Segment Open
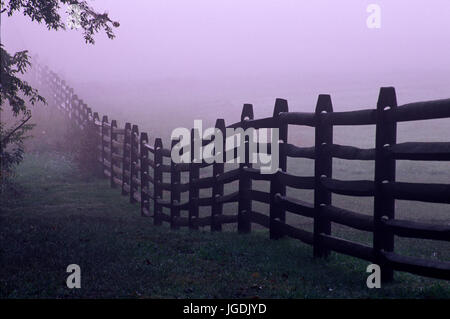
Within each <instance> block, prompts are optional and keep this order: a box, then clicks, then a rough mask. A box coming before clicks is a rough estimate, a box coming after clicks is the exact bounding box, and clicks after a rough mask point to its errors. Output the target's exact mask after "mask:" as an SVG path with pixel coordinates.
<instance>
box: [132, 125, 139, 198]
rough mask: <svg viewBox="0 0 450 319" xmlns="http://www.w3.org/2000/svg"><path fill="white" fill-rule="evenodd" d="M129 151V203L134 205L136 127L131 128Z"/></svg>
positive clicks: (136, 162) (137, 189)
mask: <svg viewBox="0 0 450 319" xmlns="http://www.w3.org/2000/svg"><path fill="white" fill-rule="evenodd" d="M130 138H131V151H130V162H131V165H130V203H136V199H135V198H134V193H135V192H136V191H137V190H138V185H137V183H136V179H137V175H138V170H137V169H136V166H137V162H138V160H139V141H138V140H139V129H138V126H137V125H133V127H132V128H131V136H130Z"/></svg>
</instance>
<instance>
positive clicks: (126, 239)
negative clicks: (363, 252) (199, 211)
mask: <svg viewBox="0 0 450 319" xmlns="http://www.w3.org/2000/svg"><path fill="white" fill-rule="evenodd" d="M432 169H433V168H432V167H431V168H430V170H432ZM435 169H437V170H438V172H439V171H440V172H442V167H437V168H435ZM299 170H300V168H299ZM17 172H18V174H17V178H16V186H15V188H16V193H14V192H12V191H8V192H7V193H4V194H3V195H2V198H1V202H2V204H1V212H0V256H1V258H0V263H1V269H2V271H1V272H0V297H1V298H79V297H84V298H110V297H112V298H122V297H123V298H254V297H259V298H450V282H447V281H442V280H434V279H430V278H424V277H420V276H415V275H411V274H407V273H400V272H396V276H395V279H396V280H395V281H394V282H393V283H390V284H384V285H383V286H382V288H380V289H368V288H367V287H366V278H367V275H368V273H366V272H365V269H366V267H367V265H368V263H367V262H364V261H361V260H358V259H355V258H352V257H348V256H344V255H341V254H336V253H333V254H332V255H331V256H330V258H329V259H327V260H315V259H313V258H312V248H311V247H310V246H307V245H304V244H302V243H301V242H299V241H296V240H293V239H282V240H278V241H271V240H269V239H268V232H267V231H266V230H261V229H258V228H256V227H255V229H254V231H253V232H252V233H251V234H249V235H239V234H237V233H236V232H233V231H224V232H222V233H211V232H209V229H208V228H205V229H204V230H200V231H188V230H179V231H171V230H170V229H169V228H168V227H167V226H162V227H156V226H153V225H152V219H151V218H144V217H141V216H140V212H139V207H138V206H137V205H132V204H129V203H128V201H127V198H125V197H121V196H120V195H119V190H117V189H111V188H109V183H108V181H107V180H105V179H95V178H94V179H88V178H86V177H85V176H84V174H82V173H81V172H80V171H79V170H78V169H77V168H76V167H75V166H74V165H73V163H72V162H71V161H70V159H69V158H68V157H67V156H66V155H63V154H58V153H44V154H40V155H36V154H35V155H33V154H29V155H27V157H26V159H25V161H24V162H23V163H22V164H21V165H20V167H19V168H18V170H17ZM426 173H428V172H426ZM351 177H352V176H349V178H351ZM353 177H354V176H353ZM306 196H307V195H306ZM339 200H340V199H339ZM341 203H342V204H344V203H347V205H349V206H354V207H355V208H358V207H360V204H358V203H355V202H351V201H346V202H345V201H343V200H342V202H341ZM363 206H364V205H363ZM363 206H361V207H363ZM369 206H370V203H369V204H367V203H366V204H365V206H364V207H366V208H367V207H369ZM410 206H411V205H410ZM411 207H412V206H411ZM419 208H420V207H419ZM447 209H448V208H447ZM407 211H408V208H407V207H406V208H405V210H402V211H401V213H400V214H401V215H402V216H404V214H406V213H407ZM427 212H430V210H428V211H427ZM446 212H447V213H448V211H445V209H444V208H442V207H441V210H436V209H435V210H434V211H431V212H430V214H433V216H437V217H436V220H438V221H441V222H442V221H443V220H444V222H445V221H448V216H445V213H446ZM415 217H419V216H418V215H417V216H415ZM425 219H433V218H431V217H430V216H425ZM293 222H294V223H296V224H297V225H300V224H302V222H301V221H293ZM308 227H309V224H307V223H305V228H308ZM230 230H232V229H230ZM333 233H335V234H337V235H339V236H343V237H346V238H352V239H355V240H359V241H362V242H370V240H371V237H370V236H369V235H368V234H366V233H363V232H354V231H352V230H350V229H348V228H345V227H339V228H338V227H333ZM396 251H398V252H401V253H405V254H411V255H416V256H424V257H427V258H437V259H441V260H449V259H450V256H449V254H450V249H449V247H448V244H447V243H441V242H434V241H419V240H398V241H396ZM73 263H75V264H78V265H80V267H81V289H73V290H70V289H68V288H67V287H66V283H65V282H66V278H67V276H68V275H69V274H68V273H66V267H67V266H68V265H69V264H73Z"/></svg>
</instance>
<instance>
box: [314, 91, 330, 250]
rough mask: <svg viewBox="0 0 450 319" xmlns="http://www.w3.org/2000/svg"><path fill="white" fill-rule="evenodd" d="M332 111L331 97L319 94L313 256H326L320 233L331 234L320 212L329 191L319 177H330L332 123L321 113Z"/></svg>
Segment Closed
## [WHAT THE TASK ASKS]
An exact copy of the entries, without any pictures, is what the answer should be.

## [RESULT OF THE EXERCISE]
Within each <instance> block, prompts are optional and keep this order: a box, then clicks, then a rough mask. A box coming before clicks is a rough estimate, a box coming after clicks is the exact bounding box, and clicks after a rough mask point to its errors. Output the target's exact mask after "mask:" as an SVG path with pixel coordinates.
<instance>
box: [132, 125, 139, 198]
rough mask: <svg viewBox="0 0 450 319" xmlns="http://www.w3.org/2000/svg"><path fill="white" fill-rule="evenodd" d="M129 151V203L134 205L136 127L131 128Z"/></svg>
positive clicks: (136, 162) (137, 189)
mask: <svg viewBox="0 0 450 319" xmlns="http://www.w3.org/2000/svg"><path fill="white" fill-rule="evenodd" d="M130 138H131V151H130V162H131V165H130V203H136V199H135V198H134V193H135V192H136V191H137V190H138V185H137V183H136V179H137V175H138V170H137V169H136V166H137V162H138V160H139V141H138V140H139V129H138V126H137V125H133V127H132V128H131V136H130Z"/></svg>
</instance>
<instance>
positive clicks: (126, 239)
negative clicks: (363, 252) (199, 211)
mask: <svg viewBox="0 0 450 319" xmlns="http://www.w3.org/2000/svg"><path fill="white" fill-rule="evenodd" d="M432 169H433V168H432V167H431V168H430V170H432ZM435 169H437V170H438V172H439V171H440V172H442V167H437V168H435ZM299 170H300V168H299ZM17 172H18V174H17V178H16V186H15V188H16V193H14V192H12V191H8V192H7V193H4V194H3V195H2V198H1V202H2V204H1V212H0V256H1V258H0V263H1V269H2V271H1V272H0V297H1V298H79V297H84V298H110V297H112V298H122V297H123V298H254V297H259V298H450V282H447V281H442V280H434V279H430V278H424V277H420V276H415V275H411V274H407V273H400V272H396V276H395V279H396V280H395V281H394V282H393V283H390V284H384V285H383V286H382V288H380V289H368V288H367V287H366V278H367V275H368V273H366V272H365V269H366V267H367V265H368V263H367V262H364V261H361V260H358V259H355V258H352V257H348V256H344V255H341V254H336V253H333V254H332V255H331V256H330V258H329V259H327V260H315V259H313V258H312V248H311V247H310V246H307V245H304V244H302V243H301V242H299V241H296V240H293V239H282V240H278V241H271V240H269V239H268V232H267V231H266V230H261V229H258V228H256V227H255V229H254V231H253V232H252V233H251V234H249V235H239V234H237V233H236V232H233V231H224V232H222V233H211V232H209V229H208V228H205V229H204V230H200V231H188V230H179V231H171V230H170V229H169V228H168V227H167V226H162V227H156V226H153V225H152V219H151V218H144V217H141V216H140V212H139V207H138V206H137V205H132V204H129V203H128V201H127V198H125V197H121V196H120V195H119V190H117V189H111V188H109V183H108V181H107V180H105V179H95V178H94V179H88V178H86V177H85V176H84V174H82V173H81V172H80V171H79V170H78V169H77V168H76V167H75V166H74V165H73V163H72V162H71V161H70V159H69V158H68V157H67V156H66V155H63V154H58V153H44V154H40V155H36V154H35V155H33V154H29V155H27V157H26V159H25V161H24V162H23V163H22V164H21V165H20V167H19V168H18V170H17ZM426 173H428V172H426ZM351 177H352V176H349V178H351ZM353 177H354V176H353ZM306 196H307V195H306ZM339 200H340V199H339ZM341 203H342V204H344V203H347V205H349V206H354V207H355V208H358V207H360V204H358V203H355V202H351V201H346V202H345V201H343V200H342V202H341ZM363 206H364V205H363ZM363 206H361V207H363ZM369 206H370V203H369V204H367V203H366V204H365V206H364V207H366V208H367V207H369ZM410 206H411V205H410ZM411 207H412V206H411ZM419 208H420V207H419ZM447 209H448V208H447ZM407 211H408V208H407V207H406V208H405V210H402V211H401V213H400V214H401V215H402V216H404V214H406V213H407ZM427 212H430V210H428V211H427ZM446 212H447V213H448V211H445V209H444V208H442V207H441V210H436V209H435V210H434V211H431V212H430V214H433V216H437V217H436V220H438V221H441V222H442V221H443V220H444V222H445V221H448V216H445V213H446ZM415 217H419V216H418V215H417V216H415ZM425 219H433V218H431V217H430V216H425ZM293 222H294V223H296V224H297V225H300V224H302V222H301V221H293ZM308 227H309V224H307V223H305V228H308ZM230 230H232V229H230ZM333 233H335V234H337V235H339V236H343V237H346V238H352V239H355V240H359V241H362V242H370V240H371V237H370V236H369V235H368V234H366V233H363V232H354V231H352V230H350V229H348V228H345V227H339V228H338V227H333ZM396 251H398V252H401V253H405V254H411V255H416V256H424V257H427V258H437V259H441V260H449V259H450V256H449V254H450V249H449V247H448V244H447V243H441V242H434V241H419V240H398V241H396ZM73 263H75V264H78V265H80V267H81V289H73V290H70V289H68V288H67V287H66V283H65V282H66V278H67V276H68V275H69V274H68V273H66V267H67V266H68V265H69V264H73Z"/></svg>
</instance>
<instance>
box: [314, 91, 330, 250]
rough mask: <svg viewBox="0 0 450 319" xmlns="http://www.w3.org/2000/svg"><path fill="white" fill-rule="evenodd" d="M332 111L331 97L319 94L313 256H326L320 233L331 234L320 212L329 191L319 177H330L332 123L321 113Z"/></svg>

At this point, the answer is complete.